# [YOUR TASKS]
1. In the passage on yum upgrades, reproduce word for word the stretch from "On the server, set" to "well as 0.94.".
2. According to the passage on yum upgrades, why should the new repository be set up in parallel with the old one? Answer in one to three sentences.
3. Carry the passage on yum upgrades forward from its final sentence, adding the next steps of the procedure.

# [EXTRACT PROVIDED]
Having set up a yum repository, can you then use it to perform an upgrade, say from beta 2 to beta 3? Based on one experiment, the answer is a qualified yes. Be prepared to throw away several MB of header data as you complete the process below.
This process has been experimentally verified by upgrading from Fedora Core 0.94 (beta 2) to Fedora Core 0.95 (beta 3). It does not work when upgrading from Red Hat 8 to Fedora Core 1. Your mileage may vary.
On the server, set up your repository for the new version as above. It is probably a good idea to set the new one up in parallel with the old one, so that you have the directory 0.95 in /var/ftp/pub/yum-repository/redhat/ as well as 0.94.
Unless the client is a sacrificial machine, Back It Up. Completely. Down to bare metal restore capabilities. See the Linux Complete Backup and Recovery HOWTO at the usual Linux Documentation Project places.

# [RECORD LIST]
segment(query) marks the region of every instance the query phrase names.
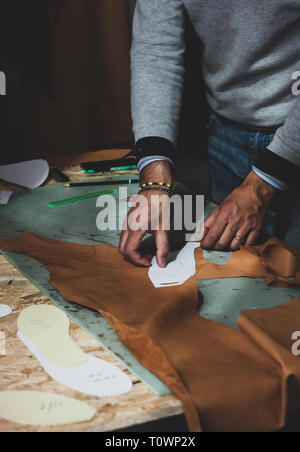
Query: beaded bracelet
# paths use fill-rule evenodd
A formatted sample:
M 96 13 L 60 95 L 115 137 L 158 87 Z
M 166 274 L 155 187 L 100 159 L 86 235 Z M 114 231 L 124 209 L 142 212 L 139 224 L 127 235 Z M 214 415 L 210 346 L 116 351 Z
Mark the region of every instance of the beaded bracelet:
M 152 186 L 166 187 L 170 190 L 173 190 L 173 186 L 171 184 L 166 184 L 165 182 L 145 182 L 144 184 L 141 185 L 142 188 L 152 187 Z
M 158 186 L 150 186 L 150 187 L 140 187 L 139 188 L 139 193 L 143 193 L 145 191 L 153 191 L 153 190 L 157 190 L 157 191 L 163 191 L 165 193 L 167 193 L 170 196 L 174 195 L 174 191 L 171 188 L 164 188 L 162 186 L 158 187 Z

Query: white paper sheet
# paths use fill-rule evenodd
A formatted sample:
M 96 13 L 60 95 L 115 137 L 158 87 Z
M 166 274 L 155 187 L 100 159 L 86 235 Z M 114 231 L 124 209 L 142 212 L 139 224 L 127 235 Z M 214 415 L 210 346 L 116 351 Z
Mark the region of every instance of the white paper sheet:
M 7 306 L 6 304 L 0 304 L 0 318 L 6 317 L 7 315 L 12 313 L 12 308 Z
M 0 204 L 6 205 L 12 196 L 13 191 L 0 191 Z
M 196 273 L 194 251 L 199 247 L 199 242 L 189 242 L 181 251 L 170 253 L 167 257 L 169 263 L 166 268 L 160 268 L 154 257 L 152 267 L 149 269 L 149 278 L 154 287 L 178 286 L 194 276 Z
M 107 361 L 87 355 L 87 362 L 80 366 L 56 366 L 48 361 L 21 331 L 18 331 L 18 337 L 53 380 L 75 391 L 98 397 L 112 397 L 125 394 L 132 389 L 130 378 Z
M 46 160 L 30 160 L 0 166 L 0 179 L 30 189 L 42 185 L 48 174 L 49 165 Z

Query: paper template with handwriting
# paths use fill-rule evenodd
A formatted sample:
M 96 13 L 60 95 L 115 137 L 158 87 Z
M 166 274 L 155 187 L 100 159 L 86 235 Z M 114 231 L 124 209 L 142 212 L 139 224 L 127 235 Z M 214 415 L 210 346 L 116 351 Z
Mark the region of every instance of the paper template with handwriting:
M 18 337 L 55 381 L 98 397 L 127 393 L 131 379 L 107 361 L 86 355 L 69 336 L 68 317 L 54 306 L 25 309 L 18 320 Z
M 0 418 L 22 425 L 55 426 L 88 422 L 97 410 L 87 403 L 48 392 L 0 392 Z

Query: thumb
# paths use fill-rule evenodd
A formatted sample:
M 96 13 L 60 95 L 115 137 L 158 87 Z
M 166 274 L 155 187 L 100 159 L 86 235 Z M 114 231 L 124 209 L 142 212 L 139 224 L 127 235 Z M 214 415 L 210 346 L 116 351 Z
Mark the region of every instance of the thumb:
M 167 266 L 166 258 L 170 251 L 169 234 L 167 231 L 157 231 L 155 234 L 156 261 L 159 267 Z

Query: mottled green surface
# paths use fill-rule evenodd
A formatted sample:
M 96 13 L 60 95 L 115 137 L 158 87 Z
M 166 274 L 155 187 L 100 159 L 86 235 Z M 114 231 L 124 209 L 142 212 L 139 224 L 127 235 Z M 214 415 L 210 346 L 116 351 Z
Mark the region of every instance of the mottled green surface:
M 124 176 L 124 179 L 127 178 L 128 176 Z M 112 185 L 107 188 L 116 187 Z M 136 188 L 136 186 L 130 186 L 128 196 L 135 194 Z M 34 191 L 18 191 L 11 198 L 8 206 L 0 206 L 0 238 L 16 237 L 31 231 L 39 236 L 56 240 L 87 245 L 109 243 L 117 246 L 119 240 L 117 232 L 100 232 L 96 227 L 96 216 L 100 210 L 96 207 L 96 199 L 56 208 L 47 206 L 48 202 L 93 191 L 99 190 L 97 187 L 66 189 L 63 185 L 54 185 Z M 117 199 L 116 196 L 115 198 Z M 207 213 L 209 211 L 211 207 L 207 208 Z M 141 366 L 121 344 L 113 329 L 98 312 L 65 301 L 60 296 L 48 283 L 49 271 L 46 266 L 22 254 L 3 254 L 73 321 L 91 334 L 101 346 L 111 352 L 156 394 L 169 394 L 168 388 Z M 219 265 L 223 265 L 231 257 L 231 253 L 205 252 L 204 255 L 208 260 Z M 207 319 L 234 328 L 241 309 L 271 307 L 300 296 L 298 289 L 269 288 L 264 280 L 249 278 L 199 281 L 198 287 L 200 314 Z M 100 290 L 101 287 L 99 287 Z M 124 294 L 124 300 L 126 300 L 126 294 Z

# [RESPONSES IN ORDER]
1.
On the server, set up your repository for the new version as above. It is probably a good idea to set the new one up in parallel with the old one, so that you have the directory 0.95 in /var/ftp/pub/yum-repository/redhat/ as well as 0.94.

2. Setting it up in parallel keeps both versions on the server. The directory 0.95 then sits in /var/ftp/pub/yum-repository/redhat/ alongside 0.94.

3.
You are about to change out your update repository. The first thing to do is clean out your headers and packages. This will help avoid confusion later on. To get absolutely everything:
rm -r /var/cache/yum/* |
Edit /etc/yum.conf's [updates] section to point to the new version. By the way, it is not in the man page for yum.conf, but it appears yum accepts the sharp character (♯) as a comment character. This is handy for temporary hacks like this.
If all you did on the server was to put the new version where the old one used to be, then change the version number from the macro to the absolute version number, like so:
[updates] gpgcheck=1 name=Red Hat Linux $releasever - Updates baseurl=ftp://yumserver/pub/yum-repository/redhat/0.95/$basearch/ # baseurl=http://mirror.dulug.duke.edu/pub/yum-repository/redhat/updates/$releasever/ |
Temporarily, comment out your base repository and any others you may have.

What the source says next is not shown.